╭─ Listed records
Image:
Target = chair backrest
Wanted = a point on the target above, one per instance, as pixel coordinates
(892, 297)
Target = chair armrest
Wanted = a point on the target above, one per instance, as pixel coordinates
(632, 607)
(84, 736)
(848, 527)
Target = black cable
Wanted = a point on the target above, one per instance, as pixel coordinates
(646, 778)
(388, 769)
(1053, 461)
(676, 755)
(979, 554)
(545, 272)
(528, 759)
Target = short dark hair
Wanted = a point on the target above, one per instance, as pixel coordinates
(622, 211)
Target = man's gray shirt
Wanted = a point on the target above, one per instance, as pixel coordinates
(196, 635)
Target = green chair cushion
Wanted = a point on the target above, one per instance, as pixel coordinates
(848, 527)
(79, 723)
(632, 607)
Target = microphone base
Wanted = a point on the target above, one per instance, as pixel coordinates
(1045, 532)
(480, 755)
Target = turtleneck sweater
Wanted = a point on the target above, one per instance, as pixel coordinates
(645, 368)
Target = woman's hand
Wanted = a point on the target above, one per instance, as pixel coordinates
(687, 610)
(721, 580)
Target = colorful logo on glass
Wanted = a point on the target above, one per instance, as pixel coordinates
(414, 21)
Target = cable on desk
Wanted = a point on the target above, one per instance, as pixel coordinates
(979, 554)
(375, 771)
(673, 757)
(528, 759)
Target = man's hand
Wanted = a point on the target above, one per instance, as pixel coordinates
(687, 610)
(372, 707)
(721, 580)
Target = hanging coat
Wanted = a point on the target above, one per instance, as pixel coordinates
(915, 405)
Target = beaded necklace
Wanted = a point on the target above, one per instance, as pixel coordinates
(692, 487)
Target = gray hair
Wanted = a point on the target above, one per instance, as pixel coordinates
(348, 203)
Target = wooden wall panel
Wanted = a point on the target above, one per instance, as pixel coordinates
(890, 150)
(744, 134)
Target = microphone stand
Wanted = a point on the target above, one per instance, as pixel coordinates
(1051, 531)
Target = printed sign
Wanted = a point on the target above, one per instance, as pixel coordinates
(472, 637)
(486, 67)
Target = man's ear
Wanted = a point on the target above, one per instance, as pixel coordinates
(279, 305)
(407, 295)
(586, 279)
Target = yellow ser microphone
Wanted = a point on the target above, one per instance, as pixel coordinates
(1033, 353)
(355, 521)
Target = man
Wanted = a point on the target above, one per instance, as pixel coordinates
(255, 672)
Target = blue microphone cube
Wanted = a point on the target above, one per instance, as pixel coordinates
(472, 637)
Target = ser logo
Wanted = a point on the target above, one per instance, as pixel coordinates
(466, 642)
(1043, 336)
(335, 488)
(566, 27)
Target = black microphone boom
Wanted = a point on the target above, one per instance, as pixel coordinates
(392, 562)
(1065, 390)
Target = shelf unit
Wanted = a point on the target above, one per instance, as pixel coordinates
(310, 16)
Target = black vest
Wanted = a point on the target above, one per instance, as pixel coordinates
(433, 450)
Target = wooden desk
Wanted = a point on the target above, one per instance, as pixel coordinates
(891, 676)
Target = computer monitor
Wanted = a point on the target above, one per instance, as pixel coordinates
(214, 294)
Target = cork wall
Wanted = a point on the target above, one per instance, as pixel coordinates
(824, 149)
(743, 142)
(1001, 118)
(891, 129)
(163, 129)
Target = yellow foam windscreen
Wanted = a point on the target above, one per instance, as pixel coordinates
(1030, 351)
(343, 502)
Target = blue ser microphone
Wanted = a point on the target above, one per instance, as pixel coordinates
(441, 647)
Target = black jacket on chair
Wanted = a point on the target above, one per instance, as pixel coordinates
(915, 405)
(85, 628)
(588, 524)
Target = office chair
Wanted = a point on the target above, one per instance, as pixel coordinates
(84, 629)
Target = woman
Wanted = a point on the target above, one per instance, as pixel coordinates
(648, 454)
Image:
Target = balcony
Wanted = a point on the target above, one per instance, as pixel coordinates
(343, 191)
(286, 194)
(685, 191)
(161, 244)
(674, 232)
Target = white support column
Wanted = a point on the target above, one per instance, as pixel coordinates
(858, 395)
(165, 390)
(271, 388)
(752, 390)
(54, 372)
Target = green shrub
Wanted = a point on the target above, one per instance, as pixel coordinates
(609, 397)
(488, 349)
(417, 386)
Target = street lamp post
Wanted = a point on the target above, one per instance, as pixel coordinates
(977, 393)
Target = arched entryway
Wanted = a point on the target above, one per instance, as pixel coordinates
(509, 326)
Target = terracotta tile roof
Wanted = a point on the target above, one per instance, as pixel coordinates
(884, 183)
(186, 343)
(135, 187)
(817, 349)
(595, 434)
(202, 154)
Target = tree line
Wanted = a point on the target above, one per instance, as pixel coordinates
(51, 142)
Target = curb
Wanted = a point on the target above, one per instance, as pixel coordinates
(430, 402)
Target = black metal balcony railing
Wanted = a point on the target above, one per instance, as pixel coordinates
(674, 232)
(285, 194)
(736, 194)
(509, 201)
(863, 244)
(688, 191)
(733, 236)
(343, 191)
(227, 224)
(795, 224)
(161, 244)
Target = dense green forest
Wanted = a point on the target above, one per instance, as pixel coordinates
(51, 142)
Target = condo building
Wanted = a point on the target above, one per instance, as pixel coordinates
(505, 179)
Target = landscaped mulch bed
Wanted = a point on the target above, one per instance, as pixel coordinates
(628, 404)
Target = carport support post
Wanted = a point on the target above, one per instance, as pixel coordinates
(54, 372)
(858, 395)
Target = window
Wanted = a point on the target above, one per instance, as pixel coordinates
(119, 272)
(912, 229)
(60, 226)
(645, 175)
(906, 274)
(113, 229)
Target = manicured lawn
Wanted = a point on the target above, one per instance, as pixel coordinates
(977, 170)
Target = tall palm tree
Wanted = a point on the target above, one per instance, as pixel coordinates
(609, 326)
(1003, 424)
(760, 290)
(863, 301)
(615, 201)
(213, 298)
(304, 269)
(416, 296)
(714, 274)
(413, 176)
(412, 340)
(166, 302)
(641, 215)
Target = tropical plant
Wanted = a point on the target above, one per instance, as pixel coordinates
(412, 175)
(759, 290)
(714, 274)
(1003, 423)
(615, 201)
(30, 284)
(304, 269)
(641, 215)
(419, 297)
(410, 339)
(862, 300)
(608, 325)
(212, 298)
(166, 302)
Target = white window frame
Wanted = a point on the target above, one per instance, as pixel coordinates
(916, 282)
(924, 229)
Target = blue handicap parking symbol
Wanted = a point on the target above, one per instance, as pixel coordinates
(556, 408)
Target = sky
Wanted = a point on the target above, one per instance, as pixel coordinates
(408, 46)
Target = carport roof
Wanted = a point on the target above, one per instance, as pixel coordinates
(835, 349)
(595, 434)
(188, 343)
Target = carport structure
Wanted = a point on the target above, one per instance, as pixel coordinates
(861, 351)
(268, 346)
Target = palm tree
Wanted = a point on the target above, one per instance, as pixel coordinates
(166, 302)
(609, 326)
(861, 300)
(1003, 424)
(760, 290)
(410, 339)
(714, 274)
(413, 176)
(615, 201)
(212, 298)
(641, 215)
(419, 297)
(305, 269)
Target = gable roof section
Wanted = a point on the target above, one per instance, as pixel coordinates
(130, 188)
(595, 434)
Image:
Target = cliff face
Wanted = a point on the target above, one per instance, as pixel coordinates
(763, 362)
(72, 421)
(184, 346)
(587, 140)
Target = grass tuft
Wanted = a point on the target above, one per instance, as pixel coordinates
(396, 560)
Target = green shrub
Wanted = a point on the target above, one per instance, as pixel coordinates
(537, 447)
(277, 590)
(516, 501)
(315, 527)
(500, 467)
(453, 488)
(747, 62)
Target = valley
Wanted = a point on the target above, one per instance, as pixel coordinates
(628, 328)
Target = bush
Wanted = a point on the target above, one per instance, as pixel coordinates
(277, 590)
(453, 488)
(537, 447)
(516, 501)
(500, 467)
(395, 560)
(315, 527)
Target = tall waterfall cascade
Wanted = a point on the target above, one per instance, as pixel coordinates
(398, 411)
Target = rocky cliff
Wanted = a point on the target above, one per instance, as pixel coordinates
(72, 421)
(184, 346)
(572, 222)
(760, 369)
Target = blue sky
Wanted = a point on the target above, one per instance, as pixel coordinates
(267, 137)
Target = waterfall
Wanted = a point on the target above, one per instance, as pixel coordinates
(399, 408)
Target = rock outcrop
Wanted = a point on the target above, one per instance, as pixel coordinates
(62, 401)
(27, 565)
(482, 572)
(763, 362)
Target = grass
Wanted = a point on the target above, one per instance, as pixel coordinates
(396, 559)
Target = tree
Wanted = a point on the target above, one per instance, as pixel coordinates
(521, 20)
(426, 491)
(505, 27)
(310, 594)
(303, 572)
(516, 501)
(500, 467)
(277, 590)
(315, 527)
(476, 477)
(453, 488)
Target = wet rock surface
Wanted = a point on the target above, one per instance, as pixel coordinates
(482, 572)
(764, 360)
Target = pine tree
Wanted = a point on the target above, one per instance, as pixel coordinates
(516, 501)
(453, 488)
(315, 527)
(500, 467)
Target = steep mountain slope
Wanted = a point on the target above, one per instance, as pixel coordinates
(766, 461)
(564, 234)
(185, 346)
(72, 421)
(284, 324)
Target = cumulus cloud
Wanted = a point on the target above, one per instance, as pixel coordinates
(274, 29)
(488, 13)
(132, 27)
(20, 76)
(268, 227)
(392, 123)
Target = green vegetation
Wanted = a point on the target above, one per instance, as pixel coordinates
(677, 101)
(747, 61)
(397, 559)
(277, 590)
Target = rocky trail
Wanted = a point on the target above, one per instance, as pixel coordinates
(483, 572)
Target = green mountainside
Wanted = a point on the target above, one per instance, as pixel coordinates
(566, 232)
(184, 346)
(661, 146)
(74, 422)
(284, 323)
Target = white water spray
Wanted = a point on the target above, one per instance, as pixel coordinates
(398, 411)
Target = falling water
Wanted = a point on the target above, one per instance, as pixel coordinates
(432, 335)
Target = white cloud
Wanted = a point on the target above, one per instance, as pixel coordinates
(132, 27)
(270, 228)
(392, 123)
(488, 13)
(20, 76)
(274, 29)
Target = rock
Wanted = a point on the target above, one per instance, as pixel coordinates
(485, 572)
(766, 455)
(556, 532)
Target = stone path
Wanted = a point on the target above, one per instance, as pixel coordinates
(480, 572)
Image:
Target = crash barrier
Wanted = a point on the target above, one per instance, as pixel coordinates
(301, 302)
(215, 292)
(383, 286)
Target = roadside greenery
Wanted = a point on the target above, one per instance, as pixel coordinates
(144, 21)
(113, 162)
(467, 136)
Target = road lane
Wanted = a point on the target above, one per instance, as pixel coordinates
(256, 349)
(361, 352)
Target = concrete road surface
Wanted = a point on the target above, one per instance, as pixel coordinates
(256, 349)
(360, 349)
╰─
*What the task requires*.
Using the material above, extract the line that contains "Target = stone path" and every line after it, exactly as given; stop at the last line.

*Answer for this exercise*.
Target = stone path
Wanted = a point on the target above, one per instance, as pixel coordinates
(480, 572)
Image:
Target = crash barrier
Wanted = a point on the target above, one per instance, as pixel coordinates
(301, 302)
(215, 292)
(383, 286)
Target = roadside greenery
Wanted = a point on the target above, one per instance, as pixel coordinates
(144, 21)
(113, 162)
(467, 136)
Target = road lane
Wanted = a point on the target above, one per instance, as pixel coordinates
(256, 349)
(361, 352)
Target = concrete road surface
Wanted = a point on the target above, one per instance, as pixel coordinates
(256, 349)
(360, 349)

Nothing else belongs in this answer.